**Exercise brief**. Convert the records, from the line containing "Quality check round. The original labels for capybara" through the end of the records, into a two-column CSV with the headers input and output. Put each field in double quotes and replace every line break inside a field with a space.

**Data for the task**.
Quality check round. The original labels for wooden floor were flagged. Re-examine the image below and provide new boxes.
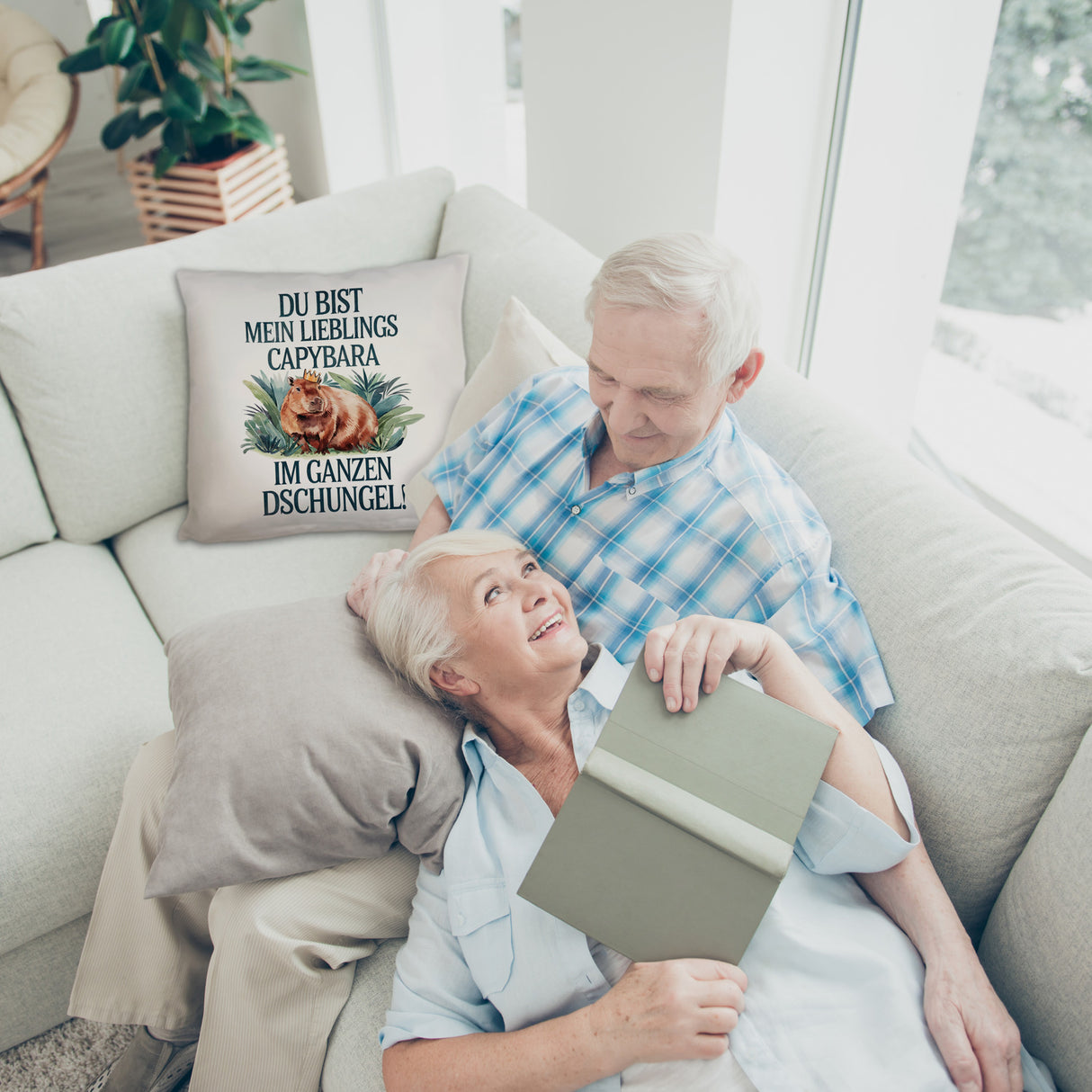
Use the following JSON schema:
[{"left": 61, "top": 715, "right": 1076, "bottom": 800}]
[{"left": 0, "top": 148, "right": 144, "bottom": 276}]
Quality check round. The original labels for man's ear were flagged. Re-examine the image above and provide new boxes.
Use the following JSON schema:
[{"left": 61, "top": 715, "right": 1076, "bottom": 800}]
[
  {"left": 428, "top": 664, "right": 480, "bottom": 698},
  {"left": 725, "top": 348, "right": 765, "bottom": 404}
]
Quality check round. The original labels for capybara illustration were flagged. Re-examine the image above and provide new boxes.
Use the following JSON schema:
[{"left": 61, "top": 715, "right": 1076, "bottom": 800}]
[{"left": 281, "top": 371, "right": 379, "bottom": 454}]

**Complete response**.
input,output
"Quality check round. The original labels for capybara illustration were flagged. Re-examine the image above and provide new boxes. Use the following JSON schema: [{""left"": 61, ""top"": 715, ""right"": 1076, ""bottom"": 800}]","[{""left"": 281, ""top"": 371, ""right"": 379, ""bottom"": 454}]"